▶ **TASK DESCRIPTION**: Copy out the stretch from the start of the items through the line containing "point(413, 95)", requests included, and shift every point coordinate in the answers up by 42.

┏━━

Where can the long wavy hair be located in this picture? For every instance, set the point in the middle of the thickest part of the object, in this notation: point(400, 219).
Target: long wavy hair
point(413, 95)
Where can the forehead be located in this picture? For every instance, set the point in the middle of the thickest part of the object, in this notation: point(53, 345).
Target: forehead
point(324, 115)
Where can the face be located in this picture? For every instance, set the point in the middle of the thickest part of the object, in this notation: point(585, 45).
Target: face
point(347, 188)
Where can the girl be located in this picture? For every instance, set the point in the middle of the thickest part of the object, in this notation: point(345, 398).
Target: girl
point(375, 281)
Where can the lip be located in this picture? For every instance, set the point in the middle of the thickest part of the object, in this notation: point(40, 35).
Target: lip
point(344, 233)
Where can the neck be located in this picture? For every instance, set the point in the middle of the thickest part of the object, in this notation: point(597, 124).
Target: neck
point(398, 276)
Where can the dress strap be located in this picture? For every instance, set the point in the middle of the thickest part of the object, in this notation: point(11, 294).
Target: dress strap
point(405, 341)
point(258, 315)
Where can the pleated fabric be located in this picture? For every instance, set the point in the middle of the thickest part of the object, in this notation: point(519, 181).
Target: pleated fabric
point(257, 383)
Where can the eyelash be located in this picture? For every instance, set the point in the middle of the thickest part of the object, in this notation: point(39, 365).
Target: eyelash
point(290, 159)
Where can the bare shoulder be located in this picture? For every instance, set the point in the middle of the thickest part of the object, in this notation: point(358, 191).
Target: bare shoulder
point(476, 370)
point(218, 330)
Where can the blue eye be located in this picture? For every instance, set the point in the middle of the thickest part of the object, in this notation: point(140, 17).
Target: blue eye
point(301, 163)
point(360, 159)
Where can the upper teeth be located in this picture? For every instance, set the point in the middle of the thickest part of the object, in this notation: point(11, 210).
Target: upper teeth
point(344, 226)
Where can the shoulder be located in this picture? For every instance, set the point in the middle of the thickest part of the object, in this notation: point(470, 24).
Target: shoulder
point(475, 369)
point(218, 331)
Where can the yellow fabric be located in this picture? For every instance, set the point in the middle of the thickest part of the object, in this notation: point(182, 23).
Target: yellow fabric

┗━━

▶ **FINAL RESULT**:
Where can the long wavy hair be located in this picture? For every instance, set the point in the middle of the thickest part of the object, in this notation: point(400, 219).
Target: long wavy hair
point(455, 137)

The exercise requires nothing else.